[Photo object pointing records]
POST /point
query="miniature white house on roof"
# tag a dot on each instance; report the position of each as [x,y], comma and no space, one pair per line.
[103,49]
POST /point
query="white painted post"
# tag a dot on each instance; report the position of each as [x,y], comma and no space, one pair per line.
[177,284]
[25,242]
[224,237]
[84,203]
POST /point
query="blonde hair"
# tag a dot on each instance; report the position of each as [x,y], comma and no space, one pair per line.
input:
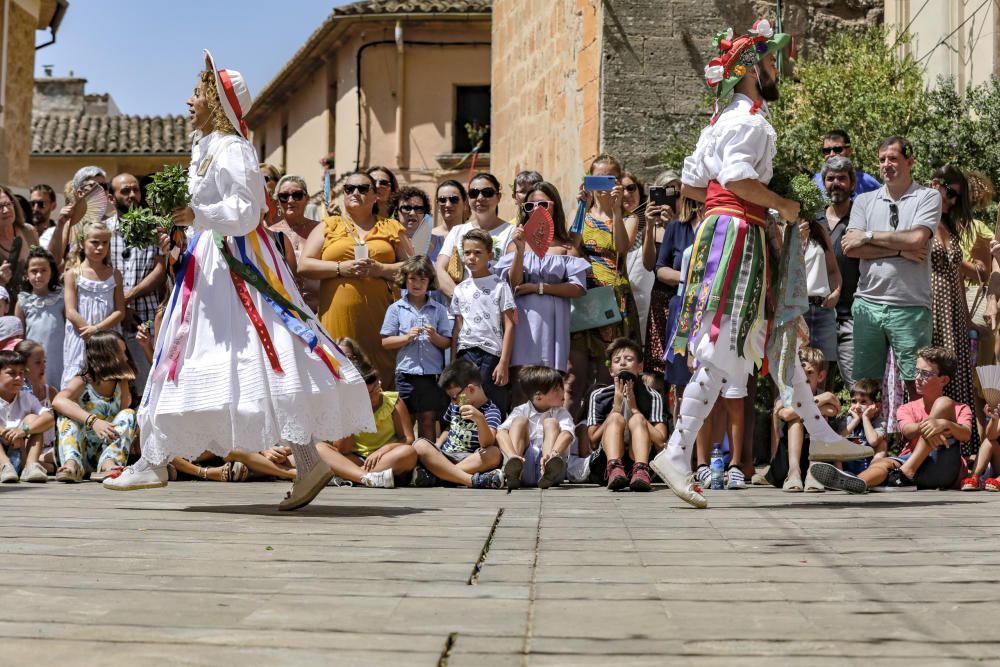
[220,120]
[78,255]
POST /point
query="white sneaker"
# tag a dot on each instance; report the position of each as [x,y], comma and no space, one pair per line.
[138,476]
[7,474]
[308,487]
[841,450]
[378,480]
[682,485]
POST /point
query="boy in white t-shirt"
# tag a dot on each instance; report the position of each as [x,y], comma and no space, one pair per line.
[23,420]
[536,437]
[484,310]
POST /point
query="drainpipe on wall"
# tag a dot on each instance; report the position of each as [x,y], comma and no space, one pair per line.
[400,93]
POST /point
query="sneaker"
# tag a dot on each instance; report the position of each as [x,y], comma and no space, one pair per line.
[553,473]
[306,488]
[641,480]
[683,485]
[141,475]
[7,474]
[512,468]
[832,477]
[897,481]
[378,480]
[492,479]
[35,473]
[422,478]
[736,480]
[812,484]
[617,479]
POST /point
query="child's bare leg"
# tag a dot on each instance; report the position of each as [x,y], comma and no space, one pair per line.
[639,430]
[796,440]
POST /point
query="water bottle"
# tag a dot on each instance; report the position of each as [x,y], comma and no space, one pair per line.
[717,465]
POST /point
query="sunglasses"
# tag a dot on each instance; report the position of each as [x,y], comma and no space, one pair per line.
[529,206]
[487,193]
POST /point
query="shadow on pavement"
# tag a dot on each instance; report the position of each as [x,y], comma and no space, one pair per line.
[347,511]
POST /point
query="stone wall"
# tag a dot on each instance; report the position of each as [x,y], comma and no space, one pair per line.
[654,53]
[546,91]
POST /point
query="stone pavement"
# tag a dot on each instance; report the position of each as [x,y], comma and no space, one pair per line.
[211,574]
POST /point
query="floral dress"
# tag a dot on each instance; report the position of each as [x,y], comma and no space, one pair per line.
[83,446]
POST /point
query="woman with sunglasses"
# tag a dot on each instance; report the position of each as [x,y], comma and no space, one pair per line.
[607,236]
[453,209]
[355,257]
[949,309]
[542,287]
[386,190]
[293,229]
[484,198]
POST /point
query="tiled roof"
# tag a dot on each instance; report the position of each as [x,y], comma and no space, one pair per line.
[69,134]
[414,7]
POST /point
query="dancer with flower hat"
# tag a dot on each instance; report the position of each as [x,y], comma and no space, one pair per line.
[240,360]
[723,323]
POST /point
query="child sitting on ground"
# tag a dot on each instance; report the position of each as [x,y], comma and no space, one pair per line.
[864,424]
[375,459]
[24,420]
[419,328]
[466,453]
[790,462]
[96,426]
[988,456]
[536,437]
[933,425]
[626,412]
[484,311]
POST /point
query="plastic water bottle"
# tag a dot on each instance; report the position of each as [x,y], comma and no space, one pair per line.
[717,465]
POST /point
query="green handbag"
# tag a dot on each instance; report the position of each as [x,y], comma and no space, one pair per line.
[597,308]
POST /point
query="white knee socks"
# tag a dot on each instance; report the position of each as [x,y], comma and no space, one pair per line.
[699,396]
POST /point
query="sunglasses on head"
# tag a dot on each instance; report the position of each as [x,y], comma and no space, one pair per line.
[529,206]
[298,195]
[487,193]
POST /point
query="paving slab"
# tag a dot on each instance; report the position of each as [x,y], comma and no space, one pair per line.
[209,574]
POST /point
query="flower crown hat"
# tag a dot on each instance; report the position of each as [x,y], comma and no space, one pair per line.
[738,56]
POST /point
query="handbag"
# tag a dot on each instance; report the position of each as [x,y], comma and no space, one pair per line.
[597,308]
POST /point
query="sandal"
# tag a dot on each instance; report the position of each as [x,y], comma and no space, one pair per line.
[235,471]
[69,473]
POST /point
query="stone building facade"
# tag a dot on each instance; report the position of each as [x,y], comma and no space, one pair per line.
[573,78]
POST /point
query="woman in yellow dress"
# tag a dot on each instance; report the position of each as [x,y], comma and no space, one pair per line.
[355,257]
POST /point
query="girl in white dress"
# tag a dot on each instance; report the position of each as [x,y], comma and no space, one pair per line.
[95,299]
[240,361]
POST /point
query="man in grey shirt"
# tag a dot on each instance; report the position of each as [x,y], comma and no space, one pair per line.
[890,232]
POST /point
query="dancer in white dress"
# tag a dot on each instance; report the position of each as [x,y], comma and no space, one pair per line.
[240,361]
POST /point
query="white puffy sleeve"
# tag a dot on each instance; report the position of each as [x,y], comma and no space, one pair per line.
[695,172]
[744,148]
[230,199]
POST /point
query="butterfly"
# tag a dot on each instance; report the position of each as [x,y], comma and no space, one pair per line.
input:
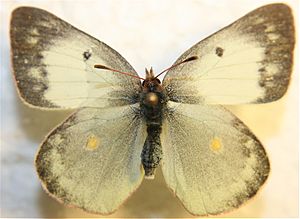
[123,129]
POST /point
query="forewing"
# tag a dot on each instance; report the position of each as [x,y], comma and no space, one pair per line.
[53,64]
[211,160]
[92,160]
[250,61]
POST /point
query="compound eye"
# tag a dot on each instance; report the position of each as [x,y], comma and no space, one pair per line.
[151,99]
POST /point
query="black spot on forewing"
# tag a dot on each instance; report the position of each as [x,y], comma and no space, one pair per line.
[86,55]
[219,51]
[273,27]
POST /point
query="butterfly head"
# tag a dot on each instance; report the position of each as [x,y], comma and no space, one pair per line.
[151,83]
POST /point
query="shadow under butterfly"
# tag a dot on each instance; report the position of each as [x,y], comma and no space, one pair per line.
[123,129]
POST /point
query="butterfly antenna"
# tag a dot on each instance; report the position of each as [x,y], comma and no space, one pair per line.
[115,70]
[192,58]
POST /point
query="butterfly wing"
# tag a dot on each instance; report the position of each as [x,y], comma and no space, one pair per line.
[92,160]
[53,64]
[250,61]
[211,160]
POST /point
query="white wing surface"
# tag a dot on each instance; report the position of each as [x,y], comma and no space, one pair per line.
[211,160]
[250,61]
[54,62]
[92,160]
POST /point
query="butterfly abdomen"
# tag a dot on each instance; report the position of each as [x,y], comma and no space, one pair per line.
[152,104]
[152,152]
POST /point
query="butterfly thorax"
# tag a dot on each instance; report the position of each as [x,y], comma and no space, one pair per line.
[152,102]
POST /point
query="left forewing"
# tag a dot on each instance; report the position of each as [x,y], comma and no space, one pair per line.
[249,61]
[211,160]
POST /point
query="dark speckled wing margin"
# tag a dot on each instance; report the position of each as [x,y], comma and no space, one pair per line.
[92,160]
[53,64]
[212,161]
[250,61]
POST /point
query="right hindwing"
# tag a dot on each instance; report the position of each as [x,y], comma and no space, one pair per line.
[211,160]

*THE REQUEST*: Each entry shown above must be quoted exactly, with its pictures left out.

*THE RESULT*:
POST /point
query="miniature white house on roof"
# tag a dot on each instance; report the position of each as [x,y], comma and no space, one pair per line.
[103,49]
POST /point
query="white painted post"
# tag a dot on each instance; report the position of each as [x,y], comma and no space, one pair per line.
[177,284]
[25,242]
[224,237]
[84,203]
POST /point
query="blonde hair"
# tag a dot on each instance; report the position of each as [x,y], comma and no space, one pair per line.
input:
[220,120]
[78,255]
POST /point
query="white sneaker"
# tag a dot on each instance; report the position of each as [x,y], comma and no space, one pair per line.
[138,476]
[7,474]
[308,487]
[841,450]
[378,480]
[682,485]
POST /point
query="boy in white t-shirt"
# tag a dot on each instance; report the position of each as [x,y], comma and no space, one pair per line.
[23,420]
[536,437]
[484,310]
POST /point
query="drainpipe on wall"
# tag a dot on each instance; report the position of each as [x,y], comma and no space, one pair per line.
[400,93]
POST /point
query="sneaker"
# tag a dot on each instance; report the position of each as [x,y], comma and no space, one pair per line.
[553,473]
[306,488]
[641,480]
[683,485]
[141,475]
[7,474]
[512,468]
[832,477]
[897,481]
[378,480]
[492,479]
[35,473]
[422,478]
[736,480]
[812,484]
[617,479]
POST /point
query="child's bare leg"
# tag a dot on each instance; report the position of each as [x,y], comma and no space, one pair per line.
[639,430]
[796,440]
POST /point
query="water bottle"
# tag a dot on each instance; report the position of each as [x,y], comma and no space, one pair per line.
[717,465]
POST /point
query="sunglasses"
# tag a dot on each instance; report the position of each as [x,y], comma and no space, one pair per line.
[529,206]
[487,193]
POST /point
query="shadow on pavement"
# tag a dot on each instance; report the position of each as [x,y], comma and no space, one pair per line.
[347,511]
POST /point
query="stone wall"
# tag a dot on each instance; report the position of each as [x,y], comma and no space, one pair per line.
[654,53]
[546,91]
POST /point
query="stone pavement"
# tag a dot on each instance; report the position of each as [x,y], comma and no space, one pair per line.
[211,574]
POST /point
query="floral dress"
# tag a dot on each instance; report the position of each as [x,y], comma and no space, one pair per line.
[83,446]
POST /point
query="woman with sunglasses"
# tag a dot on each instance; report the position of each as [x,y], comma and no space, one pair per line.
[607,236]
[453,209]
[355,257]
[949,309]
[542,287]
[386,190]
[293,229]
[484,198]
POST /point
query="tiled roof"
# tag a dot on each instance; report the position of each as [x,y], comma and no space, one pair per line.
[69,134]
[414,7]
POST /point
query="dancer with flower hat"
# tag a dot on each instance; report the position of each as [x,y], comma and no space, one pair per line.
[240,360]
[723,323]
POST /point
query="child sitting on ground"
# tag a dot on each instance; report the position of each as [x,y], comma and no space, one pair per line.
[864,424]
[375,459]
[24,420]
[419,328]
[466,453]
[790,462]
[96,426]
[988,456]
[536,437]
[933,425]
[626,412]
[484,311]
POST /point
query="plastic water bottle"
# tag a dot on each instance; report the position of each as [x,y], comma and no space, one pair per line.
[717,465]
POST /point
query="green handbag"
# tag a dot on each instance; report the position of each as [x,y], comma and no space, one pair per line.
[597,308]
POST /point
query="white knee socks"
# tag a dot on each instance; report the position of each as [x,y], comma and no space, one pair per line.
[699,396]
POST /point
query="sunglasses on head"
# tag a dot on each instance; report the position of each as [x,y], comma and no space, one pair per line.
[529,206]
[298,195]
[487,193]
POST /point
query="paving slab"
# tag a dot on each instance; report the position of each as [x,y], comma and no space, one pair per line.
[209,574]
POST /point
query="flower crown hat"
# tag a dot on each instance; report the position of each as [x,y], comma and no space, one pair per line.
[738,56]
POST /point
query="handbag"
# tag a dot on each instance; report the position of each as [x,y], comma and no space, one pair per line.
[597,308]
POST /point
query="sandal"
# tag a dot on each instance; report the position of each as [x,y], comma and no space, one pair per line.
[235,471]
[69,473]
POST /point
query="stone building facade"
# tag a dot on each instance; report the position of each as [x,y], comma and no space, one pair per line.
[573,78]
POST /point
query="woman in yellow dress"
# tag a dot on each instance; report the position of each as [x,y], comma and no space, one pair per line.
[355,257]
POST /point
query="girl in white dress"
# tag a dot on each instance; report the position of each as [x,y], comma and no space, one pair per line.
[95,299]
[240,361]
POST /point
query="man in grey shirt"
# tag a dot on each instance; report the position of each as [x,y], comma and no space, one pair per line.
[890,232]
POST /point
query="dancer in white dress"
# tag a dot on each instance; report the position of each as [x,y], comma and no space, one pair per line.
[240,361]
POST /point
query="white puffy sleeve"
# tag a dot on each instance; report the position of each as [x,y], comma and no space, one pair per line.
[695,172]
[744,148]
[230,199]
POST /point
query="butterfly"
# tag a dot on each instance; report the position of each as [x,y], comma and no space, one pair per line.
input:
[123,129]
POST /point
query="forewing"
# tag a dot on each instance; report the position of each as [x,y], comma and no space, one pair per line.
[53,64]
[211,160]
[92,160]
[250,61]
POST /point
query="compound eye"
# tag a dot on each instance; report the position of each as [x,y], comma and no space, one pair per line.
[151,99]
POST /point
query="black spot on forewing"
# tag a dot on each instance; report the position of each as [x,y], comma and no space, one pair per line.
[86,55]
[219,51]
[273,27]
POST /point
query="butterfly head"
# tag a dot on each instance; report the position of each as [x,y], comma and no space, one pair per line.
[151,83]
POST /point
query="shadow under butterfly"
# tag a dot on each instance; report the position of each as [x,y], comma and no space, one pair per line.
[123,129]
POST /point
query="butterfly antenna"
# tag a dot on each instance; report the position of each as [x,y], comma and no space, one pair per line.
[115,70]
[192,58]
POST /point
query="butterfly wing"
# tag a dot on each instance; report the position of each as [x,y], comma and no space, one pair per line.
[92,160]
[53,64]
[250,61]
[211,160]
POST /point
query="white wing surface"
# tag a dot on each instance; report the position of each as [x,y], comma and no space, one pair per line.
[211,160]
[250,61]
[54,62]
[92,160]
POST /point
query="butterfly abdomen"
# tag a dot on each instance; report the position of each as [x,y], comma and no space, one pair per line.
[152,104]
[152,152]
POST /point
query="butterfly thorax"
# tag a dot on each instance; report the position of each as [x,y], comma and no space, one pair per line.
[152,102]
POST /point
query="left forewing"
# tag a dot on each instance; report the position of each as [x,y], comma and no space, one pair per line.
[249,61]
[211,160]
POST /point
query="dark speckled wing margin"
# tag a dot on each instance; report the position of each as [x,y], comma and no space, one pair per line.
[92,160]
[53,64]
[212,161]
[250,61]
POST /point
query="right hindwing"
# tag a dot on each instance; report the position of each as [x,y], comma and no space, one pair per line.
[211,160]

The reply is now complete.